Requirements:
**A.** Shorten the paragraph of the library Web site usage article that begins "These are usage questions," keeping its main facts.
**B.** Reproduce a passage from the library Web site usage article: begin at the words "Many servers record" and stop after the words "current Web site.".

Who Goes There? Measuring Library Web Site Usage

feature

Who Goes There?
Measuring Library Web Site Usage

Kathleen Bauer

ONLINE, January 2000
Copyright © 2000 Information Today, Inc.

After all the work, time, and money that's invested in building and maintaining the library Web site, you and your staff will most likely want to know who, if anyone, is using it. Additionally, what features and resources do visitors use most often? Are the people accessing the site the same people who come into the library? How do people find the Web site? Do they use a search engine?

These are usage questions, and librarians already have experience in gathering usage data. For example, librarians count the number of questions asked at a reference desk as a way of measuring its use. Like the reference desk, the library Web site represents a service point. The Web site service point, however, is electronic, and it requires new methods of measuring usage.

Understanding the basics of Web server technology and the data servers record is a good start in developing usage measurement techniques. After that, you can explore the software that exists to help you make sense of Web site statistics, and find the right software for your system.

WEB SERVER LOG FILES

Every transaction on the Internet consists of a request from a browser client and a corresponding action from the computer server. Each individual client/server transaction is recorded on the server in what is called a server log file. Its most basic form is called the common log file. [Note: In the examples that follow, log entries typically appear as a single line of text.]

The Common Log File

The common log file format is the standard set by the World Wide Web Consortium. The syntax of an entry in a common log file looks like the following:

remotehost rfc931 authuser [date] "request" status bytes

Broken out, each component of a common log file has its own meaning.

remotehost: The name of the computer accessing the Web server.
rfc931: The name of the remote user. This field is often blank.
authuser: The login of the remote user. This field is also often blank.
[date]: Date and time of the access request.
"request": The URL of the file requested, exactly as the client requested it.
Status: the error code generated by the request and returned to the client.
Bytes: size in bytes of the document returned to the client.

A typical log entry might look something like:

gateway.iso.com - - [10/MAY/1999:00:10:30 -000] "GET /class.html HTTP/1.1" 200 10000

In this example, the remote host is gateway.iso.com. The next two fields, rfc931 and authuser, are blank (represented by dashes). The request was made on May 10, 1999 at 10 minutes after midnight. The file requested was class.html. The error code 200 (status OK) was returned, and the file requested was 10,000 bytes in size.

The common log file format may be the standard, but variations of log files exist. Additional information may be stored in referrer and agent logs.

Referrer Log File

Many servers record information about the referrer site, or the URL a visitor came from immediately before making a request for a page at the current Web site.

Entries supplied:

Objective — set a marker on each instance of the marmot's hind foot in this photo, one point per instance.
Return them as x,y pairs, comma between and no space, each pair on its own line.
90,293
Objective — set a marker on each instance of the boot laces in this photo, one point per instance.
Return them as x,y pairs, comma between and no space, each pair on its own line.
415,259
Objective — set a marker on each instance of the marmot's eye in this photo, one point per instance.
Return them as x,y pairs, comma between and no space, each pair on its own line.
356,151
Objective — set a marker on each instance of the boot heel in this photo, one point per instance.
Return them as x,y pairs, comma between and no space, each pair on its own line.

==

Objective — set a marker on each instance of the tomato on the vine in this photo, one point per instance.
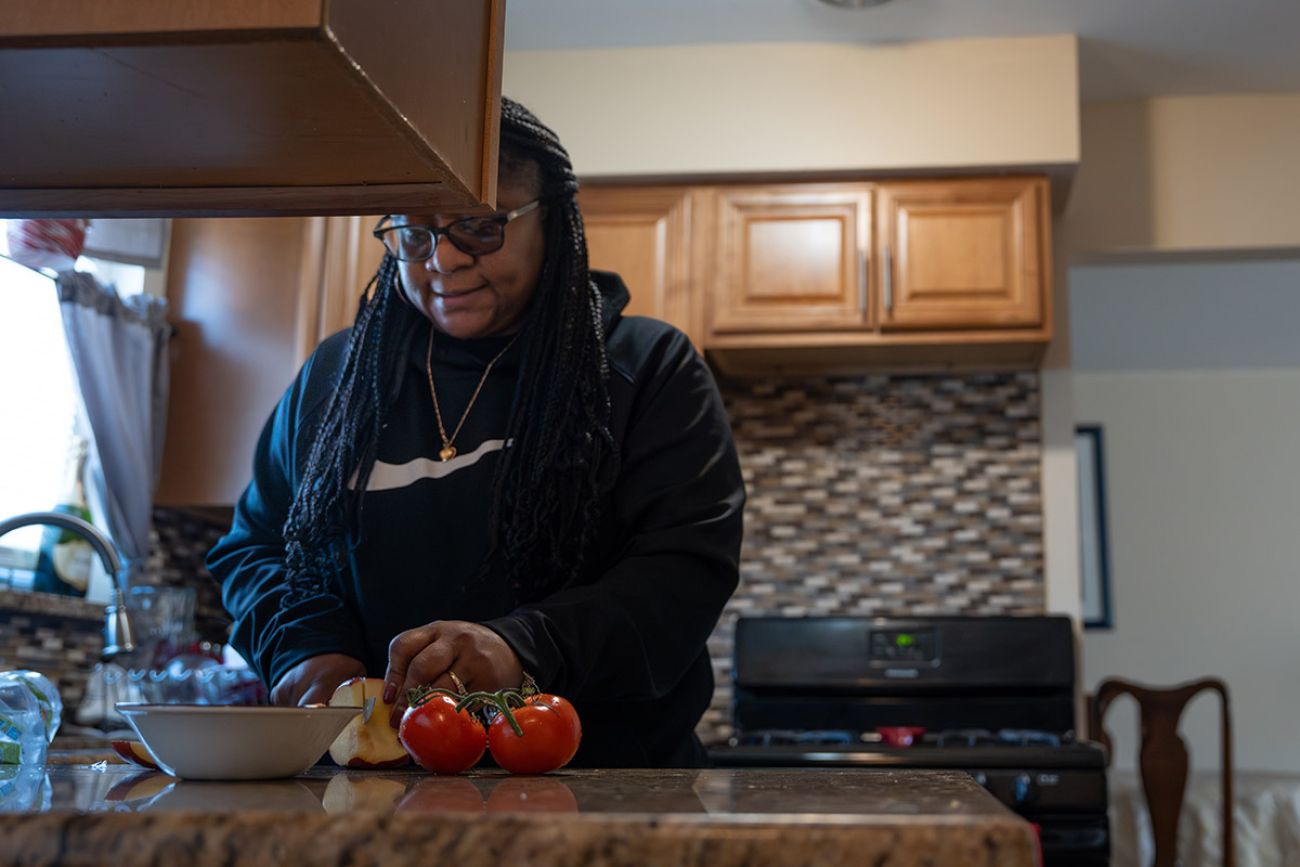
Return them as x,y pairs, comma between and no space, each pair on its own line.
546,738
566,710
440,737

The results:
**A.** Librarians already collect usage data, for example by counting the questions asked at a reference desk. The library Web site is also a service point, but it is electronic and needs new methods of measuring usage.

**B.**
Many servers record information about the referrer site, or the URL a visitor came from immediately before making a request for a page at the current Web site.